# DOCUMENT EXTRACT
::::::::
Based in Des Moines, Iowa, Femifest began in 2015 as a benefit for the young feminist club at Wagner’s high school.

“The DIY scene in Des Moines had just started booting up again,” Wagner said. “I was really fascinated with the idea that you could create a space for art and music literally anywhere.”

What began at a dive bar in downtown Des Moines eventually made its way to Chicago when Wagner—now at Columbia College—began studying at DePaul in 2017. Wagner met the members of pop group Drama Moth, Michael Brandt, Budzar and Husetovic, while they were also studying at Columbia.

“Music was always our main ‘thing’ as a friend group and I think that’s what really brought us together,” Budzar said. “We wrote and produced our first EP entirely in our dorm and I completely fell in love with it.”

Coming from different musical backgrounds, the trio came together to form this experimental pop group to create spacey tunes while also advocating for LGBTQ+ representation.

“It’s been great to step into the place of the artists that I didn’t really have growing up,” Budzar said. “When I was a teenager just getting into music, there weren’t many people that I could say ‘they’re like me,’ so I hope that other people can kind of see themselves in us.”

Wagner held the fourth edition of the festival at Caliwaukee—a popular DIY venue in Logan Square—last February. Per its mission, the lineup was comprised of queer and femme artists and the event featured an art gallery, crafts and tarot card readings.

“My first DIY show was actually Femifest,” Husetovic said. “I used to go to bigger shows to see artists that everyone wanted to see, but once I started going to DIY shows with queer artists I realized this is how it should be.”

After the successful show, Wagner booked a summer tour for Drama Moth but wanted to build a new brand for themselves.

Thus, Bad Witch Club was formed.

“We were all at this park in Archie’s hometown and they were talking about a band that they were performing with called HXXS,” Wagner said. “They have this song with this line, ‘you can’t keep a bad witch down’ and I thought it was so cool. They let us use the lyric as the name of our new project.”

After toying around with some names, the project came together almost magically.
::::::::
# GIVEN DATA
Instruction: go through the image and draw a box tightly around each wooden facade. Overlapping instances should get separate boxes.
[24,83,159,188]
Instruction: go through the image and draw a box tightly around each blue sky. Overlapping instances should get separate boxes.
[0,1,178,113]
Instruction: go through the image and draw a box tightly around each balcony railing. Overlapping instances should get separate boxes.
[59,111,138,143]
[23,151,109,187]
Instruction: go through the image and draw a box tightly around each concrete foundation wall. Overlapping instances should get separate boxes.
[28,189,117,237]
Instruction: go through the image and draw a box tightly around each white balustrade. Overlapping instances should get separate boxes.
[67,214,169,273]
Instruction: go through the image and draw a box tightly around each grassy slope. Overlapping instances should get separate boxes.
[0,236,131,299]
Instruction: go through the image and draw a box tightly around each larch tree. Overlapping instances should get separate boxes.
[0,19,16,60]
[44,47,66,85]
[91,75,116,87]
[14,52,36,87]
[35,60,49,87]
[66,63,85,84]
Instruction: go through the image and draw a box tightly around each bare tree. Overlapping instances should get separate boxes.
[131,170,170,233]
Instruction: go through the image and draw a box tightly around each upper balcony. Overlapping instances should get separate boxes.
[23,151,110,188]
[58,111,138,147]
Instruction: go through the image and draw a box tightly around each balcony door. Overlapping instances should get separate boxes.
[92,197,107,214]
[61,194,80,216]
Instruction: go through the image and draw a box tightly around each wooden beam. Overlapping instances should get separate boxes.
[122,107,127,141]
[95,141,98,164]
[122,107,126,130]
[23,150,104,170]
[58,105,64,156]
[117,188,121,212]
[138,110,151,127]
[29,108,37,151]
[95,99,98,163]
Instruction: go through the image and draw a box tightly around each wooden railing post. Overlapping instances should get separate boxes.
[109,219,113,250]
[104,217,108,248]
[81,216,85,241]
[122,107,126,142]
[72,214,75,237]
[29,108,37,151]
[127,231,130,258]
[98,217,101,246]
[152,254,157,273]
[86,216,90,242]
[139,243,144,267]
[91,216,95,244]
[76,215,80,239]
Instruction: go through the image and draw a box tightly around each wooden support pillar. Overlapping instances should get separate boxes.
::::::::
# OBJECTIVE A
In the article on Femifest, where does the name Bad Witch Club come from? Answer in one to three sentences.
# OBJECTIVE B
Continue the article on Femifest, picking up right after its last sentence.

# TASK OUTPUT A
The name comes from a line in a song by the band HXXS: "you can't keep a bad witch down." Wagner thought the line was very cool, and the band allowed the lyric to be used as the name of the new project.

# TASK OUTPUT B
I used to go to bigger shows to see artists that everyone wanted to see, but once I started going to DIY shows with queer artists I realized this is how it should be.”

— Elma Husetovic

“As soon as she said Bad Witch Club we knew it was what we wanted to be called,” Husetovic said.

Aiming to empower marginalized individuals within arts and music, the trio now utilizes Bad Witch Club for all its creative endeavors.

To support the increased expenses for the upcoming festival, Bad Witch Club held two fundraisers—a “goth prom” in November and a benefit show this past Saturday. The benefit, held at Charm School DIY, featured Drama Moth, Ex Okays, Liska Steele and Uma Bloo.

“It basically was a preview to Femifest,” Budzar said. “While it was only one night and there wasn’t a gallery, it gave everyone an idea of what to expect. And some of the bands will be playing Femifest.”

Femifest will take place on Feb. 15 and 16 at DIY venues Auxiliary Arts and Hostel Earphoria in Logan Square. Beach Bunny, Drama Moth, Glitter Moneyyy and String Figures are just some of the acts slated to perform. In addition to the live music, the festival will once again have an art gallery featuring up and coming LGBTQ+ artists along with interactive booths and craft vendors.

Amidst the intense preparation for this year’s festival, the trio is already planning the future of Femifest.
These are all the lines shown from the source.